### [WHAT IS EXPECTED]
Wherever the word "cream" appears in a line of the records, copy that line.

### [DATASET EXTRACT]
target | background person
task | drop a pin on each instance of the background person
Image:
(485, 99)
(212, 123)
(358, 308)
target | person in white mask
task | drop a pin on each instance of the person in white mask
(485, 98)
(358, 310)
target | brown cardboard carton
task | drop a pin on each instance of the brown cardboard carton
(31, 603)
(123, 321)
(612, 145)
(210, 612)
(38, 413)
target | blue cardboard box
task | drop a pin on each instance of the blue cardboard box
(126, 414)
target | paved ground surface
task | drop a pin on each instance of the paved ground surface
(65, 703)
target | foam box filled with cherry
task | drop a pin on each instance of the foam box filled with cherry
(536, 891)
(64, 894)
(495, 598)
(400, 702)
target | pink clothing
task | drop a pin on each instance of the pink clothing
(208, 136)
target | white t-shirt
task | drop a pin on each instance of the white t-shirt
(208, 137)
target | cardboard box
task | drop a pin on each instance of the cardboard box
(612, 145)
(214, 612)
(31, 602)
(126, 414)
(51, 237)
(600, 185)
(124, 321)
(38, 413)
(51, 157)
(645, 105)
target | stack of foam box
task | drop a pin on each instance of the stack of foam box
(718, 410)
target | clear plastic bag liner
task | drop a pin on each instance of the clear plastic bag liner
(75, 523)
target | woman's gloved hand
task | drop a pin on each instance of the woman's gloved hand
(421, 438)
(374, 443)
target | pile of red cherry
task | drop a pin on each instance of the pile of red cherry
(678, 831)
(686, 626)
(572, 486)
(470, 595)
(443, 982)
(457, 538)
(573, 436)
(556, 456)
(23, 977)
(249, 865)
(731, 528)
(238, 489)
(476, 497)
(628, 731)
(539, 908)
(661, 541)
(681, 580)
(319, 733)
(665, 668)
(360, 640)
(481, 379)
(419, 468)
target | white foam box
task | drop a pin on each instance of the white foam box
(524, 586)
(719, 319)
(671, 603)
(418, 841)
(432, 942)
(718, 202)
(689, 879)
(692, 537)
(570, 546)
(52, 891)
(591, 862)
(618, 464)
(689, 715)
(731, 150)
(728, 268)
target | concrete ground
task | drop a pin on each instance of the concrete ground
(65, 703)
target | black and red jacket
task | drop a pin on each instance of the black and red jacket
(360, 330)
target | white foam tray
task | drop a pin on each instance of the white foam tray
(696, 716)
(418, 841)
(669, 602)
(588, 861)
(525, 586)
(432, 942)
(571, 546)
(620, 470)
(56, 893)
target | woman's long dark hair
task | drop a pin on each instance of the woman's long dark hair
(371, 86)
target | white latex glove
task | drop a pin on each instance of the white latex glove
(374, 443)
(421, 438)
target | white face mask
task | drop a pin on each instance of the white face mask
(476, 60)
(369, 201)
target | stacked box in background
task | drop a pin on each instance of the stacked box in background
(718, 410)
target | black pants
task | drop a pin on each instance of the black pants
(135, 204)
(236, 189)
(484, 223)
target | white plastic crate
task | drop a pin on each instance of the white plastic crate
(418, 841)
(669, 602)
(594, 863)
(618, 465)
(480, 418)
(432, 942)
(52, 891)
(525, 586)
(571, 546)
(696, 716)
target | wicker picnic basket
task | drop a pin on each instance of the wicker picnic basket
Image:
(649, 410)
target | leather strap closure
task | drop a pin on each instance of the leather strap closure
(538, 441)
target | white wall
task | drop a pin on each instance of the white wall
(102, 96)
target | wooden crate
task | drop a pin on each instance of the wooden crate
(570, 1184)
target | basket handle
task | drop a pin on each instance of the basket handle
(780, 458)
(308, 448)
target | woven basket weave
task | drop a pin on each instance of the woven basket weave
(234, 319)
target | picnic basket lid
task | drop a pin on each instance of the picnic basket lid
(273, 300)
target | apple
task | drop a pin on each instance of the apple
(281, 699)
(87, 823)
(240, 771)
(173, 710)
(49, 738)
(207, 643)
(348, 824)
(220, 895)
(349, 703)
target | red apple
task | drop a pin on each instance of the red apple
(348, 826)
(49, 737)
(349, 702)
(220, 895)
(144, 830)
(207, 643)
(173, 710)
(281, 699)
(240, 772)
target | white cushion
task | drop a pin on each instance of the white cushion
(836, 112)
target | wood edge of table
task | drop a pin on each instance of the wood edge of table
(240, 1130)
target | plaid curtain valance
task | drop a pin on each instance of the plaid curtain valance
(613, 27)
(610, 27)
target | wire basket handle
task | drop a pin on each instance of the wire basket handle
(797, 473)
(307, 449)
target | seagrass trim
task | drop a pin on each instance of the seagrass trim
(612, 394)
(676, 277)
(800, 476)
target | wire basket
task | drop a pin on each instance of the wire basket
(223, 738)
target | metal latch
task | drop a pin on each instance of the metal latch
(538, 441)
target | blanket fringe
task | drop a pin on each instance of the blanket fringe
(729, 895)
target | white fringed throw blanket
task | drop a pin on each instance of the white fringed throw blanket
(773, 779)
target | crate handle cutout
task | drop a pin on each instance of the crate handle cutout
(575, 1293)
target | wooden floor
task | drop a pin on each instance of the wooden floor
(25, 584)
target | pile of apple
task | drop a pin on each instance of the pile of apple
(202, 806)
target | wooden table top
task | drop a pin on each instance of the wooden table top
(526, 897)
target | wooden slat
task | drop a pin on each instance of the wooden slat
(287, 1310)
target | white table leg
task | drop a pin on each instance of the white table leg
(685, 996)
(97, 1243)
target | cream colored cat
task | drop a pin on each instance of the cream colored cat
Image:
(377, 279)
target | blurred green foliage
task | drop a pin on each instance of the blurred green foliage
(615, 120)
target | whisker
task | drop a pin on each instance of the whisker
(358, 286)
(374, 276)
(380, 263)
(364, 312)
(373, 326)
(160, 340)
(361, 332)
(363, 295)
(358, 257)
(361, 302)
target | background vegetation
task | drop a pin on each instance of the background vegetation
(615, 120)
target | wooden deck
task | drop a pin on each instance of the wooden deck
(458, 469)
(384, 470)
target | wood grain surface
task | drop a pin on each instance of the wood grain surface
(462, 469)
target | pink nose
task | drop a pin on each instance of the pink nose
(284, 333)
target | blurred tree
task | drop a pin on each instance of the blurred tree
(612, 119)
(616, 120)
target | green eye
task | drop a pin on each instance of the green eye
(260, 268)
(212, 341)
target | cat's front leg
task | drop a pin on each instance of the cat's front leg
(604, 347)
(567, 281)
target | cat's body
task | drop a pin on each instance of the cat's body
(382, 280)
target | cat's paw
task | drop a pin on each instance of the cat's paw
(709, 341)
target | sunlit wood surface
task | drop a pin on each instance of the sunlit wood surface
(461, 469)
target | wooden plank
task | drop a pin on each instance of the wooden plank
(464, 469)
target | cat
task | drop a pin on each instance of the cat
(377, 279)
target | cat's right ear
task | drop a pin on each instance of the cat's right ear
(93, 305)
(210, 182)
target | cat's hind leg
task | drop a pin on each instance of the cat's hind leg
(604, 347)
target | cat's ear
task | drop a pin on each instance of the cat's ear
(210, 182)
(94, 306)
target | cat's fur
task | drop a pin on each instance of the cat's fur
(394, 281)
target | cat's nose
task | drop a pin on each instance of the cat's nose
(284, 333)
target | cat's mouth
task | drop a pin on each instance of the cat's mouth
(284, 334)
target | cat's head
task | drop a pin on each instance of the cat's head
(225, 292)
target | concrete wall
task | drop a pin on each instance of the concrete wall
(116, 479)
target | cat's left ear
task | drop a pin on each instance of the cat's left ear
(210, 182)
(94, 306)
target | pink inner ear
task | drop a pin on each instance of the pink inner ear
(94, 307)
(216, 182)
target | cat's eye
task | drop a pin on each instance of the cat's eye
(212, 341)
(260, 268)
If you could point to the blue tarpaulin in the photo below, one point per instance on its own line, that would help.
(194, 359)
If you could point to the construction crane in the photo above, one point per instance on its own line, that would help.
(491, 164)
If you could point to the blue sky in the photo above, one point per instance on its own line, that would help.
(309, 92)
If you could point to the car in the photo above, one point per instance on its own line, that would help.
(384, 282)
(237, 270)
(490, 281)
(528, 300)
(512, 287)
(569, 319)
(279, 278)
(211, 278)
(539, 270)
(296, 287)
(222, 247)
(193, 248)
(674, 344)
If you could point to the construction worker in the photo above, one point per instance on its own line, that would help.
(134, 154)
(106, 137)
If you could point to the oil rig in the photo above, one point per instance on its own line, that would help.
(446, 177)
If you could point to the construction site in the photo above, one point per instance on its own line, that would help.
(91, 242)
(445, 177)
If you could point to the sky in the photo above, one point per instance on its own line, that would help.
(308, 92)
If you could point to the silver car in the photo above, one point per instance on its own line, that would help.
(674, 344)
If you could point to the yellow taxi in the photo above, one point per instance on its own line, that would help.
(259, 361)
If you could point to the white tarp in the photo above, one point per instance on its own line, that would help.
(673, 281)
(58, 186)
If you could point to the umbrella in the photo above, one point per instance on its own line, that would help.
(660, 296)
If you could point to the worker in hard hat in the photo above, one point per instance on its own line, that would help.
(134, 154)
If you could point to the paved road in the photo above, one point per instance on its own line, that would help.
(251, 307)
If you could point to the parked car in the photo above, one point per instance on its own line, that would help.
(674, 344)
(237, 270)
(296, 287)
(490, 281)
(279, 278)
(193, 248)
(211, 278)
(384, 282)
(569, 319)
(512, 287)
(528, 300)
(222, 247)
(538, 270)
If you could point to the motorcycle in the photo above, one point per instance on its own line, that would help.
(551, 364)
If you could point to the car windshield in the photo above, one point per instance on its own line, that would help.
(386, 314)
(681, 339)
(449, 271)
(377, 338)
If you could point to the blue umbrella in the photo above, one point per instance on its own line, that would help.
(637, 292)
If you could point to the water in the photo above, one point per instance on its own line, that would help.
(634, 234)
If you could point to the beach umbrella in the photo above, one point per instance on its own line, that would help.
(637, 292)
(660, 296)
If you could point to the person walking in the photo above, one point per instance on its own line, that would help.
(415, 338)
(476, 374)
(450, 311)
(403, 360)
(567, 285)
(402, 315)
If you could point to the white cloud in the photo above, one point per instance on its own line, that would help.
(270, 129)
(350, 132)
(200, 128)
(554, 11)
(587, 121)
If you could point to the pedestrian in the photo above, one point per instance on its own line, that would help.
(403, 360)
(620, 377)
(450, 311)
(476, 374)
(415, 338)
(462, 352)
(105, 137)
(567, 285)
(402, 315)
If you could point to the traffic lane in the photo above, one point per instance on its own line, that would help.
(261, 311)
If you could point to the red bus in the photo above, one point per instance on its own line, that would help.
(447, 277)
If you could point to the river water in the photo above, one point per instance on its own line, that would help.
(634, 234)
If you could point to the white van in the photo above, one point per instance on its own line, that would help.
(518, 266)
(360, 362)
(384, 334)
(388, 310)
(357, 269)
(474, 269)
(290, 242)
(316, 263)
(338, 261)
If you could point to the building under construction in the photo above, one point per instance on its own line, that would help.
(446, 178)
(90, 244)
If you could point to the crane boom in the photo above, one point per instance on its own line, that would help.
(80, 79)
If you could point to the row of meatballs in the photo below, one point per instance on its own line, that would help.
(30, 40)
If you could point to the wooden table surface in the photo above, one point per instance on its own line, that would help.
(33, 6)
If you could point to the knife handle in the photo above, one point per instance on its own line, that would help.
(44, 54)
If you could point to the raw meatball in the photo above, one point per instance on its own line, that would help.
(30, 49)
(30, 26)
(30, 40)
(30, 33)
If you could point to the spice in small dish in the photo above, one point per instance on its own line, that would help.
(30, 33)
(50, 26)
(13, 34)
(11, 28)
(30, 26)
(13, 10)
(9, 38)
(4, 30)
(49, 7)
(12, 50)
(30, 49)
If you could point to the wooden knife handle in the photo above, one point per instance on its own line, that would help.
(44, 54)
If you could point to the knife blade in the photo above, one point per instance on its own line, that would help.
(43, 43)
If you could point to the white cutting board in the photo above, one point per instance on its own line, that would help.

### [WRITTEN SOLUTION]
target | cream colored cat
task | drop a pin on each instance of the cream colored cat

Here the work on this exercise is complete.